Text section —
..............................

You might try an OTC antifungal or see if your doc will RX Dr. Newman's All Purpose Nipple Ointment for you (it's 3 or 4 ingredients that a compounding pharmacy can mix for you or your doc can RX you the ingredients & you just mix them together yourself - this is what I did).

I think that you may still have nipple thrush, although it's terribly difficult to tell at this point. It could be that the GV has just made them irritated and sore. But I wouldn't take any chances -- with thrush you really have to be vigilant in treating it.

I'd definately continue to treat yourself and baby for the next 2 weeks though! Also, Dr. Newman has a handout on using Diflucan to treat thrush. You may want to print it out and take it into your doctor. I know that it helped me a long time ago when I was nursing #2 and felt that I absolutely needed to be treated with Diflucan.

Good luck!


----------



## wombat (Nov 3, 2002)

I'd avoid oil with thrush. it'll just work like a barrier. I did hear from Dr. Jay Gordon though that jojoba oil has properties most like natural skin oil. Maybe that 'breathes' more than other oils, not sure. You know you wouldn't use oil instead of KY Jelly/lubricants - same idea here.

I don't know about Vit. E. on nipples. I'd be worried about baby ingesting it - gotta be careful with the fat soluble vitamins.

Be careful with APNO too if the problem is contact dermatitis (from the thrush treatments). Some of the ingredients can make dermatitis worse. I heard using Neomycin (as the antibiotic ingred) can be a problem with this.

A dermatologist I saw told me to stop putting ANYTHING on my nipples. Well they hurt like hell so I cheated and used a mild OTC anti inflammatory (hydrocortisone type cream) very sparingly. That helped. Took about a week for my nipples to stop burning from the GSE.

..............................

Task set —
a: In the thread on nipple thrush, what did the dermatologist tell wombat to do?
b: Continue the thread on nipple thrush from its last sentence.

..............................

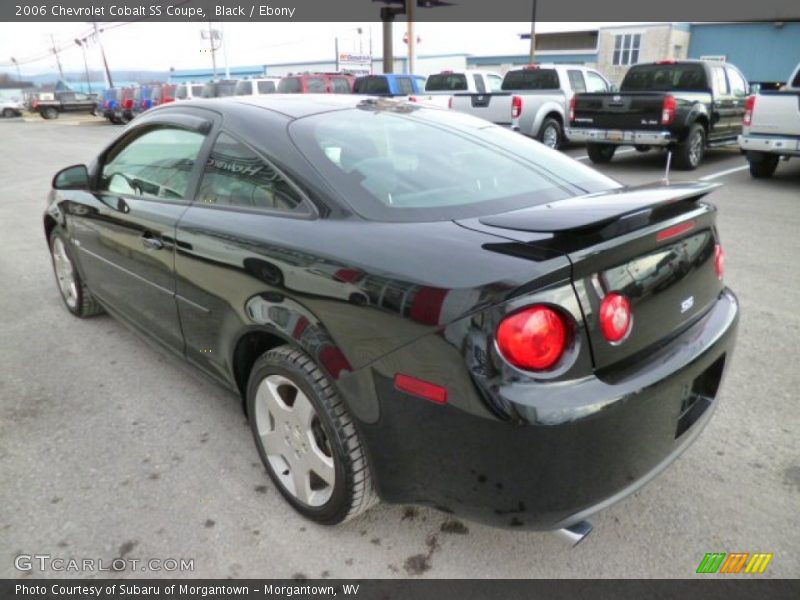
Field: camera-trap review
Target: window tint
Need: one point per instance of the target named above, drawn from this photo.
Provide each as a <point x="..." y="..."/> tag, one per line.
<point x="446" y="82"/>
<point x="667" y="77"/>
<point x="422" y="164"/>
<point x="531" y="79"/>
<point x="405" y="86"/>
<point x="738" y="84"/>
<point x="236" y="176"/>
<point x="157" y="164"/>
<point x="266" y="87"/>
<point x="244" y="88"/>
<point x="595" y="83"/>
<point x="495" y="82"/>
<point x="576" y="81"/>
<point x="289" y="85"/>
<point x="340" y="85"/>
<point x="316" y="85"/>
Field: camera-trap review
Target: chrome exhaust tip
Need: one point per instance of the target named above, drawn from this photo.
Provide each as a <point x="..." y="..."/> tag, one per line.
<point x="574" y="534"/>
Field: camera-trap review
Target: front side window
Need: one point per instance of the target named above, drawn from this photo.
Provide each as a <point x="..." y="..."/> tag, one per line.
<point x="419" y="164"/>
<point x="235" y="175"/>
<point x="156" y="164"/>
<point x="626" y="48"/>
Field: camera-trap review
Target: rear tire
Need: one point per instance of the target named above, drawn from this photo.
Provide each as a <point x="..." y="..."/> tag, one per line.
<point x="600" y="153"/>
<point x="74" y="292"/>
<point x="689" y="153"/>
<point x="762" y="165"/>
<point x="307" y="439"/>
<point x="551" y="134"/>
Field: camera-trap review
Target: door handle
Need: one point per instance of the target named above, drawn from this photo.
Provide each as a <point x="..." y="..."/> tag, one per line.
<point x="152" y="243"/>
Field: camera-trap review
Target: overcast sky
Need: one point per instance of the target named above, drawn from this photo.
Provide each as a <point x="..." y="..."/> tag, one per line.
<point x="159" y="46"/>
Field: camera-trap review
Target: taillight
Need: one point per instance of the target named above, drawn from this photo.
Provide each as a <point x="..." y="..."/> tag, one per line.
<point x="533" y="338"/>
<point x="749" y="107"/>
<point x="516" y="106"/>
<point x="615" y="317"/>
<point x="719" y="261"/>
<point x="668" y="107"/>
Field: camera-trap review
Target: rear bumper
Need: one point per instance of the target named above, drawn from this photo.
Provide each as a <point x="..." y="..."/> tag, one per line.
<point x="620" y="137"/>
<point x="576" y="449"/>
<point x="772" y="144"/>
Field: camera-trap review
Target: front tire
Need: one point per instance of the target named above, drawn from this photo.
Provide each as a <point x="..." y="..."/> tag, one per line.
<point x="74" y="292"/>
<point x="689" y="153"/>
<point x="307" y="439"/>
<point x="762" y="165"/>
<point x="600" y="153"/>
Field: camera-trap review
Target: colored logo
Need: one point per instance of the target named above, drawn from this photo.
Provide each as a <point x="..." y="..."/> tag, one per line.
<point x="734" y="562"/>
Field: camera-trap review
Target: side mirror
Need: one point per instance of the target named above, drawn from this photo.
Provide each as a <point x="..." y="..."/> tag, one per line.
<point x="75" y="177"/>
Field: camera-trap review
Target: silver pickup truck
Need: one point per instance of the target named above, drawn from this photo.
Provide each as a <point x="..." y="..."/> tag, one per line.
<point x="772" y="127"/>
<point x="534" y="100"/>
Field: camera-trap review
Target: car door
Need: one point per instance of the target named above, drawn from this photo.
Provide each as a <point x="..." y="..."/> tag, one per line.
<point x="126" y="240"/>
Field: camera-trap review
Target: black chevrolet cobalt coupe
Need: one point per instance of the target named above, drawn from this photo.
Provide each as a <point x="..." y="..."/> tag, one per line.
<point x="415" y="305"/>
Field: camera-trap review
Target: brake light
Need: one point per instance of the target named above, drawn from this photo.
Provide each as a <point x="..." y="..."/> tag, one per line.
<point x="516" y="106"/>
<point x="719" y="261"/>
<point x="749" y="107"/>
<point x="533" y="338"/>
<point x="668" y="107"/>
<point x="615" y="317"/>
<point x="419" y="387"/>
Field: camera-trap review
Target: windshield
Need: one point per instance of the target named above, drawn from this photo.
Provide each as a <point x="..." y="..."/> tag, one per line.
<point x="407" y="163"/>
<point x="665" y="78"/>
<point x="531" y="79"/>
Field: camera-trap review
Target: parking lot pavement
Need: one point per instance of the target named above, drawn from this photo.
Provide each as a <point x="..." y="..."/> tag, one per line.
<point x="109" y="448"/>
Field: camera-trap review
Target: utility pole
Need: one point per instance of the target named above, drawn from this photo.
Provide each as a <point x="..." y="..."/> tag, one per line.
<point x="58" y="60"/>
<point x="533" y="33"/>
<point x="103" y="53"/>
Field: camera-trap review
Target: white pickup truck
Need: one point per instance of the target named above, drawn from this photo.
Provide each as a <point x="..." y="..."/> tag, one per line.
<point x="534" y="100"/>
<point x="772" y="127"/>
<point x="440" y="87"/>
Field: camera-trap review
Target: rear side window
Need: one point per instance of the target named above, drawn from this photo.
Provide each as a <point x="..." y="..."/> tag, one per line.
<point x="156" y="164"/>
<point x="266" y="87"/>
<point x="576" y="81"/>
<point x="531" y="79"/>
<point x="289" y="85"/>
<point x="236" y="176"/>
<point x="664" y="78"/>
<point x="446" y="82"/>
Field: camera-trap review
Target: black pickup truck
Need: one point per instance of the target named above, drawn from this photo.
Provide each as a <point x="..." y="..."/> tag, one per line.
<point x="65" y="102"/>
<point x="684" y="106"/>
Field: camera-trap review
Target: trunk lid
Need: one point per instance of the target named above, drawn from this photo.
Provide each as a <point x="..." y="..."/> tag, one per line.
<point x="654" y="244"/>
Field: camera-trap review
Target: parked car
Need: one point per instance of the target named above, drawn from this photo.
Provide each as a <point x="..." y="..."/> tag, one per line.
<point x="317" y="83"/>
<point x="440" y="87"/>
<point x="685" y="106"/>
<point x="187" y="91"/>
<point x="65" y="102"/>
<point x="389" y="85"/>
<point x="257" y="86"/>
<point x="771" y="127"/>
<point x="222" y="88"/>
<point x="534" y="100"/>
<point x="540" y="372"/>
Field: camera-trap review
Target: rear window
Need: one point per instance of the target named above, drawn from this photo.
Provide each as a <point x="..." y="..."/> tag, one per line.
<point x="664" y="78"/>
<point x="372" y="85"/>
<point x="531" y="79"/>
<point x="417" y="164"/>
<point x="446" y="82"/>
<point x="289" y="85"/>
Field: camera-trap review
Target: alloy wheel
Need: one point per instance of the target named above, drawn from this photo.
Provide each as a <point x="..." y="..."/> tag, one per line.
<point x="296" y="445"/>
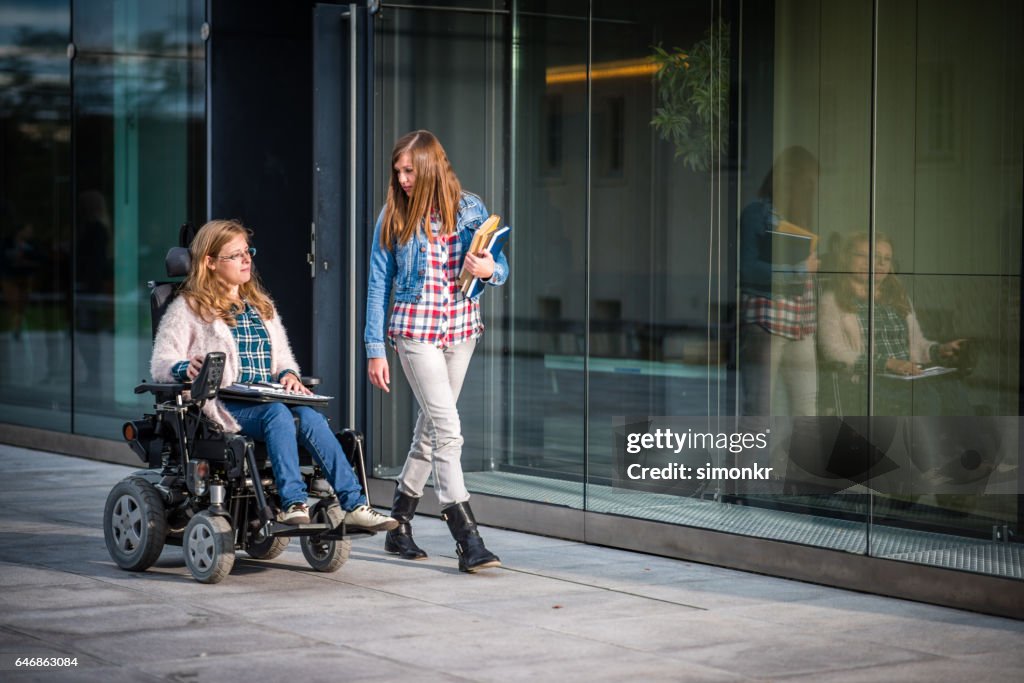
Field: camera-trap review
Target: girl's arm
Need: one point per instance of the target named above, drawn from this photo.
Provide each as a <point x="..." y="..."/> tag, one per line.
<point x="382" y="270"/>
<point x="173" y="343"/>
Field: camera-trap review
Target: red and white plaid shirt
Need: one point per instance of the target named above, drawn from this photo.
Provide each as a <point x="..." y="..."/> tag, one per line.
<point x="790" y="316"/>
<point x="441" y="314"/>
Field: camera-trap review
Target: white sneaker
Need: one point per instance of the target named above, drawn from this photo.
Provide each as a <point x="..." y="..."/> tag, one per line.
<point x="297" y="513"/>
<point x="368" y="518"/>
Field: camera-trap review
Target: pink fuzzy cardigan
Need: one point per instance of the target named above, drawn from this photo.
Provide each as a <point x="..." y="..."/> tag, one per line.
<point x="839" y="334"/>
<point x="182" y="335"/>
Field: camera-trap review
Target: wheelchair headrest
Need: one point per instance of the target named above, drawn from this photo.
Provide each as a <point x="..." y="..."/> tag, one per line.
<point x="177" y="261"/>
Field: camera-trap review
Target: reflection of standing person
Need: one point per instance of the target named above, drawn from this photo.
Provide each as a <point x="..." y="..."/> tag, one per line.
<point x="20" y="260"/>
<point x="777" y="301"/>
<point x="93" y="298"/>
<point x="419" y="246"/>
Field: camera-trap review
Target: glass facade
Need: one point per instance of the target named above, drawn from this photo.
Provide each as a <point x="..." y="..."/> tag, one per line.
<point x="728" y="219"/>
<point x="796" y="220"/>
<point x="103" y="160"/>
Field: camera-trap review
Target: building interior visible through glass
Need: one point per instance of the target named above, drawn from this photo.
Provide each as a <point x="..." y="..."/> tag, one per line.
<point x="824" y="248"/>
<point x="644" y="284"/>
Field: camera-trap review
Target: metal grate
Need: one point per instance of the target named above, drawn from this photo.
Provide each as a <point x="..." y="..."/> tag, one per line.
<point x="1003" y="559"/>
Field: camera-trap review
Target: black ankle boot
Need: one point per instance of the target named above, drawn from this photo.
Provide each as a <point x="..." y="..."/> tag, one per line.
<point x="399" y="541"/>
<point x="468" y="544"/>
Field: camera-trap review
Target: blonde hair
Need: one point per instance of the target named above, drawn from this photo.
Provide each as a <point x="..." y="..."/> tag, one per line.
<point x="204" y="293"/>
<point x="436" y="188"/>
<point x="890" y="291"/>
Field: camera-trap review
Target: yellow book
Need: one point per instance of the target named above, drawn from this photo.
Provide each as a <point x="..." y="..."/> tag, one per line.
<point x="479" y="243"/>
<point x="793" y="228"/>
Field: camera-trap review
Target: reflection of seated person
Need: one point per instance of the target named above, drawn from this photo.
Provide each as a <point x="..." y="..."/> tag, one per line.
<point x="900" y="346"/>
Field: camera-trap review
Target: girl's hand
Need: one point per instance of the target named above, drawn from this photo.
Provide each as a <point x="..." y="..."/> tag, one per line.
<point x="195" y="365"/>
<point x="480" y="264"/>
<point x="380" y="377"/>
<point x="293" y="383"/>
<point x="906" y="368"/>
<point x="950" y="348"/>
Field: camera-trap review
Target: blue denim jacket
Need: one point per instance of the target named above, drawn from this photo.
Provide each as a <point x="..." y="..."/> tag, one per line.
<point x="403" y="268"/>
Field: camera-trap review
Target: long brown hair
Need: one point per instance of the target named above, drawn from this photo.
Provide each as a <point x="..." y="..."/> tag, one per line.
<point x="436" y="188"/>
<point x="202" y="290"/>
<point x="890" y="292"/>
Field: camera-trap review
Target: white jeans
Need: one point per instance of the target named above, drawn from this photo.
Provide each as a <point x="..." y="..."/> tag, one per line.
<point x="435" y="377"/>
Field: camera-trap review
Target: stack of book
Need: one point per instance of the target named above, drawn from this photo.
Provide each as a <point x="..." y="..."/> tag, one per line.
<point x="488" y="238"/>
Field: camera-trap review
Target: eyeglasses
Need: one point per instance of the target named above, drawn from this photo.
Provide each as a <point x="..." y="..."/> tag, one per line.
<point x="240" y="255"/>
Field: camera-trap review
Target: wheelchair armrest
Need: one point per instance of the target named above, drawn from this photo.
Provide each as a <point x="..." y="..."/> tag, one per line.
<point x="158" y="388"/>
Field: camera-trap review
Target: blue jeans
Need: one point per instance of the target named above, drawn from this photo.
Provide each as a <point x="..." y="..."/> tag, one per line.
<point x="274" y="424"/>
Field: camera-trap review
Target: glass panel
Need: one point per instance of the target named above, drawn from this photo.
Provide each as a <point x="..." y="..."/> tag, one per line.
<point x="800" y="194"/>
<point x="709" y="331"/>
<point x="35" y="216"/>
<point x="548" y="286"/>
<point x="949" y="177"/>
<point x="165" y="29"/>
<point x="444" y="72"/>
<point x="137" y="120"/>
<point x="656" y="343"/>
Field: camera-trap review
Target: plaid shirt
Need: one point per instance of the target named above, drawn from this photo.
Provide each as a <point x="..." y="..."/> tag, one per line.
<point x="254" y="349"/>
<point x="891" y="336"/>
<point x="790" y="316"/>
<point x="441" y="314"/>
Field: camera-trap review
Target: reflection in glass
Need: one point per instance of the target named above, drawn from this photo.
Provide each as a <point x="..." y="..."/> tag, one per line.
<point x="135" y="119"/>
<point x="35" y="218"/>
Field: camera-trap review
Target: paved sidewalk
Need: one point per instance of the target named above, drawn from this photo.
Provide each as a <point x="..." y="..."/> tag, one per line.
<point x="557" y="611"/>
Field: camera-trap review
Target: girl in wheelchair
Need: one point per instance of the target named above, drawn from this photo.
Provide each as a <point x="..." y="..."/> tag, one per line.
<point x="223" y="307"/>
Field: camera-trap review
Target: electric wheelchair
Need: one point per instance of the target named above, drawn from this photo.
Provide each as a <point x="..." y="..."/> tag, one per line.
<point x="210" y="492"/>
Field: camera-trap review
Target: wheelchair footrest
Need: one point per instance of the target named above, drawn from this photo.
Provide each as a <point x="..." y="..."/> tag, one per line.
<point x="276" y="528"/>
<point x="343" y="531"/>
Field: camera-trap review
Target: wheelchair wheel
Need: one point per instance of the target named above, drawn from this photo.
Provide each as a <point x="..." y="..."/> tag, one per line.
<point x="209" y="548"/>
<point x="267" y="549"/>
<point x="322" y="554"/>
<point x="134" y="524"/>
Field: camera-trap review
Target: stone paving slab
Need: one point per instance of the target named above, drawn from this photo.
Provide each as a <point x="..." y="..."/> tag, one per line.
<point x="558" y="610"/>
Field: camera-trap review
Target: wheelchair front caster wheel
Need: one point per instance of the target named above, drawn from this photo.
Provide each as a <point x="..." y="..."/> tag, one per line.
<point x="209" y="548"/>
<point x="267" y="549"/>
<point x="322" y="554"/>
<point x="134" y="524"/>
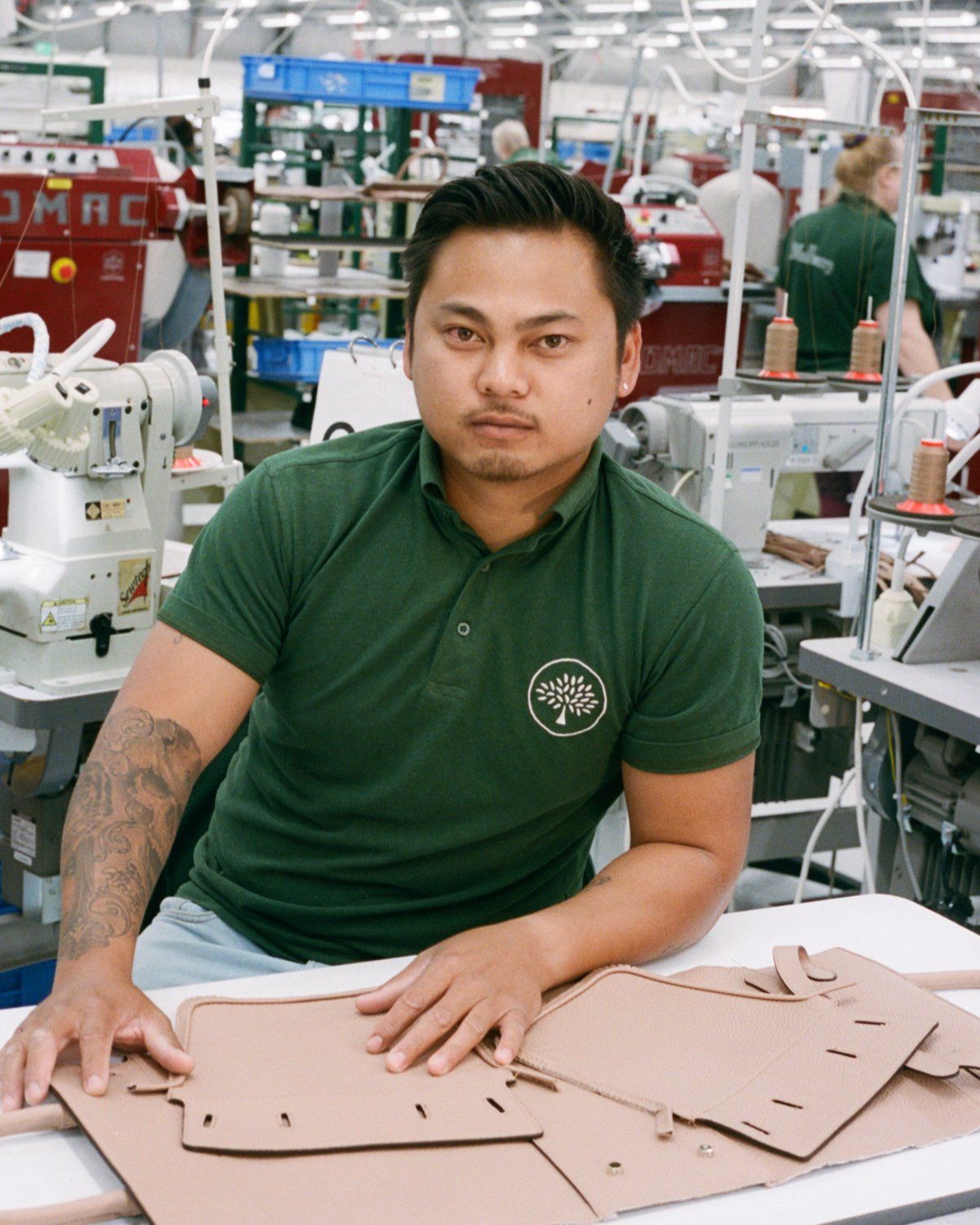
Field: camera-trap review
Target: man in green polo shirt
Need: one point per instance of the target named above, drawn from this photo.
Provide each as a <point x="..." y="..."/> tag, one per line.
<point x="460" y="641"/>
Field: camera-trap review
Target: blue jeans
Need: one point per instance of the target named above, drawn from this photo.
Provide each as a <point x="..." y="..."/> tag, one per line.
<point x="187" y="944"/>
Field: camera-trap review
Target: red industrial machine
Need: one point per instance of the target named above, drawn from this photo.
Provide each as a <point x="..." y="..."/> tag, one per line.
<point x="684" y="334"/>
<point x="90" y="232"/>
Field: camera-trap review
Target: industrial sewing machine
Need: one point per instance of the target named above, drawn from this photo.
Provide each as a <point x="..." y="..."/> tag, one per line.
<point x="943" y="237"/>
<point x="80" y="575"/>
<point x="670" y="440"/>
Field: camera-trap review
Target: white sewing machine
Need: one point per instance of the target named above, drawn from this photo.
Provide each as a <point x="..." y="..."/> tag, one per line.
<point x="80" y="573"/>
<point x="670" y="440"/>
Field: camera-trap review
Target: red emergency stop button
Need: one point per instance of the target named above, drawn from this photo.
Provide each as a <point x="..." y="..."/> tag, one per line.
<point x="63" y="271"/>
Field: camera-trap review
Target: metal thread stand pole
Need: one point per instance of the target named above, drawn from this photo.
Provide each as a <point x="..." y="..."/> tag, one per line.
<point x="628" y="109"/>
<point x="890" y="373"/>
<point x="222" y="344"/>
<point x="736" y="277"/>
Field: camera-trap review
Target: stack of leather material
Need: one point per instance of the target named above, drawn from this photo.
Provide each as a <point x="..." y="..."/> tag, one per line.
<point x="630" y="1090"/>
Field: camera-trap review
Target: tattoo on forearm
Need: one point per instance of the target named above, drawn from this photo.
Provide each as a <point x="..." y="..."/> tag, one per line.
<point x="121" y="821"/>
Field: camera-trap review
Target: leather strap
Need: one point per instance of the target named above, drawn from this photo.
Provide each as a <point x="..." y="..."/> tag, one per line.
<point x="797" y="971"/>
<point x="37" y="1119"/>
<point x="80" y="1212"/>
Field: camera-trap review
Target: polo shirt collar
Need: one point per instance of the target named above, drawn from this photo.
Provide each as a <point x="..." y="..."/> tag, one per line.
<point x="575" y="498"/>
<point x="858" y="201"/>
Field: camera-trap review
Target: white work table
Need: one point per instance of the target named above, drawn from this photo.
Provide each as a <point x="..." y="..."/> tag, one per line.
<point x="914" y="1185"/>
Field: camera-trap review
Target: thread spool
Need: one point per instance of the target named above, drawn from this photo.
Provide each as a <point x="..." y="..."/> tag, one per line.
<point x="928" y="483"/>
<point x="867" y="344"/>
<point x="782" y="338"/>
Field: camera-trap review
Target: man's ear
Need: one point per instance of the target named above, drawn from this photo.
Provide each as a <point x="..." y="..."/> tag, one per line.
<point x="407" y="352"/>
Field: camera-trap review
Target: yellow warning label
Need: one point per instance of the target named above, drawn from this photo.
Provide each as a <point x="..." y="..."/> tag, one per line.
<point x="64" y="617"/>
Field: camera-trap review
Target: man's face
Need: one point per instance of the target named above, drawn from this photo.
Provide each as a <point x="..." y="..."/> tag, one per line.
<point x="514" y="352"/>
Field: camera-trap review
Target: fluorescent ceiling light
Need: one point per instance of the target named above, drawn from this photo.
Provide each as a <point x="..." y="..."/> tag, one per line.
<point x="841" y="61"/>
<point x="445" y="32"/>
<point x="607" y="7"/>
<point x="529" y="9"/>
<point x="414" y="15"/>
<point x="938" y="20"/>
<point x="953" y="36"/>
<point x="702" y="24"/>
<point x="599" y="29"/>
<point x="799" y="112"/>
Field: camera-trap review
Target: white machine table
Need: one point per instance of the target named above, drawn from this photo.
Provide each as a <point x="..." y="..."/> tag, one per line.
<point x="914" y="1185"/>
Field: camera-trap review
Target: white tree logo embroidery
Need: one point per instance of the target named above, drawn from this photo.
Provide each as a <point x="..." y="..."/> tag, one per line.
<point x="566" y="697"/>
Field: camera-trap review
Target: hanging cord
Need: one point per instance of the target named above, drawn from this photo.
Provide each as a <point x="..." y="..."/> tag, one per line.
<point x="894" y="754"/>
<point x="775" y="646"/>
<point x="42" y="339"/>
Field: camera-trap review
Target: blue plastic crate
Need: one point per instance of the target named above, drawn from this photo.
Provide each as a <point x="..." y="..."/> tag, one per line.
<point x="26" y="985"/>
<point x="359" y="82"/>
<point x="299" y="360"/>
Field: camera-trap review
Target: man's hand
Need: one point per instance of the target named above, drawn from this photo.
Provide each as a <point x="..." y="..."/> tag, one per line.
<point x="97" y="1012"/>
<point x="465" y="986"/>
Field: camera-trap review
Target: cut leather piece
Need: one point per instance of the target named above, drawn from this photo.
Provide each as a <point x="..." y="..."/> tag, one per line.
<point x="814" y="1087"/>
<point x="595" y="1156"/>
<point x="684" y="1046"/>
<point x="249" y="1093"/>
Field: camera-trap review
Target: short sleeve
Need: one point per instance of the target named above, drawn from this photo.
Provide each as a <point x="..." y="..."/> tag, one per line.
<point x="233" y="597"/>
<point x="879" y="283"/>
<point x="700" y="708"/>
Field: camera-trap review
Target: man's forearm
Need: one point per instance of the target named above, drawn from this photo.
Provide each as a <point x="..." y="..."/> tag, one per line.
<point x="119" y="829"/>
<point x="651" y="902"/>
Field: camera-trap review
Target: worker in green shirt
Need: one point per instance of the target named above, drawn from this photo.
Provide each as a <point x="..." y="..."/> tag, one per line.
<point x="833" y="261"/>
<point x="460" y="639"/>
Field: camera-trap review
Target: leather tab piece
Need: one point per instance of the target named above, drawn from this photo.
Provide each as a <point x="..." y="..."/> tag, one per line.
<point x="799" y="974"/>
<point x="816" y="1086"/>
<point x="316" y="1122"/>
<point x="942" y="1067"/>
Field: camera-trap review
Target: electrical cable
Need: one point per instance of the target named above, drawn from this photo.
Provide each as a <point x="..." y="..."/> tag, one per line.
<point x="833" y="804"/>
<point x="894" y="751"/>
<point x="42" y="339"/>
<point x="765" y="76"/>
<point x="903" y="80"/>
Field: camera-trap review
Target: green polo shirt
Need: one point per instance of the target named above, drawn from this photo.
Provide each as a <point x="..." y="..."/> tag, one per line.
<point x="831" y="263"/>
<point x="440" y="727"/>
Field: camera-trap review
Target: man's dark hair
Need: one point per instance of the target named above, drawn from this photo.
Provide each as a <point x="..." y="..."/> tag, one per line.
<point x="528" y="197"/>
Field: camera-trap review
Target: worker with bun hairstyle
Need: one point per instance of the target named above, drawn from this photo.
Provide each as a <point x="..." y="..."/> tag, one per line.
<point x="832" y="261"/>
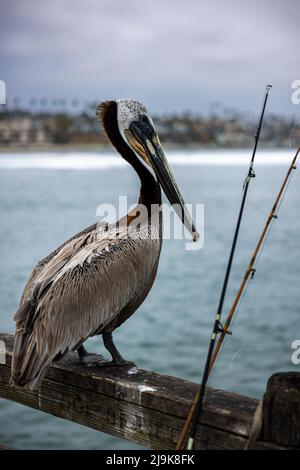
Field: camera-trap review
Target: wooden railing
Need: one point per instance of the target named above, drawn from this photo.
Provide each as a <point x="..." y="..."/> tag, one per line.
<point x="149" y="408"/>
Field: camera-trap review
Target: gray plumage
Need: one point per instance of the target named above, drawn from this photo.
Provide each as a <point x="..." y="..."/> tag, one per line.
<point x="80" y="290"/>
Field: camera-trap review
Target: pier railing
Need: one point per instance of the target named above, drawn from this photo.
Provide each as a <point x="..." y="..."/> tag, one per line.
<point x="149" y="409"/>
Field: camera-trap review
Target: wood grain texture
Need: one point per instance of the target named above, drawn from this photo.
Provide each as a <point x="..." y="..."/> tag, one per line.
<point x="141" y="406"/>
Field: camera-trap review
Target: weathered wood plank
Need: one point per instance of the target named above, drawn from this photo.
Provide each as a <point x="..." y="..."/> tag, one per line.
<point x="144" y="407"/>
<point x="281" y="409"/>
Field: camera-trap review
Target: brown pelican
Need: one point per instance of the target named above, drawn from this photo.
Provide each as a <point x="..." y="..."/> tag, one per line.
<point x="97" y="279"/>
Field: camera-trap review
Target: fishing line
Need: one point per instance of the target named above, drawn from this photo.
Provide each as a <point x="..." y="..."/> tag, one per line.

..............................

Responses by item number —
a: Stop putting anything on the nipples.

b:
1 or 2 tabs of Diflucan ain't gonna do it. I second giving your doc the Newman protocol for using it. Most Drs. are astounded by the amounts recommended. It's not in their physician desk reference texts. I think if natural treatments aren't working and your skin is becoming sensitive to the topical treatments, then it's best to use a systemic treatment like Diflucan. Remind your natural doctor that those nipples are being used 8-12 times a day!


----------



## Fiercemama (May 30, 2003)

Vitamin E is NOT recommended for use on your nipples while bfing - its not safe for baby to ingest.

Keep in mind that it is very, very common to experience more acute thrush symptoms with treatment before they get better. Its important to keep up treatment for at least a week, two is better, after the symptoms have resolved. Of course GV is the exception to this - it should only be used for 3-4 days max, since it is extremely drying to sensitive skin (which is why it works for many with thrush).

Thrush is an imbalance of the flora in your body. What works for one person to restore a healthy balance is not the same thing that works for another. I did Dr. Newman's Diflucan protocal twice, as well as GV, Nystatin, Kanesten, APNO, ACV, GSE, you name it. Acidophilus was the only thing that worked for me, and I've used it with repeat bouts of thrush. Not to say that its the only thing tho - I know there are many mamas for whom it did nothing, or for whom GSE was the answer. Keep trying til you find one that works for you.

I will add that if you are trying acidophilus, many mums don't use one that is a high enough count. You need at least a 5 billion count, I used a 10 billion count. You can work up to 3 caps 3x a day until 1-2 weeks after symptoms are gone. If you are prone to yeast, one cap daily is great for your overall health.


----------



## mcunning (Nov 23, 2005)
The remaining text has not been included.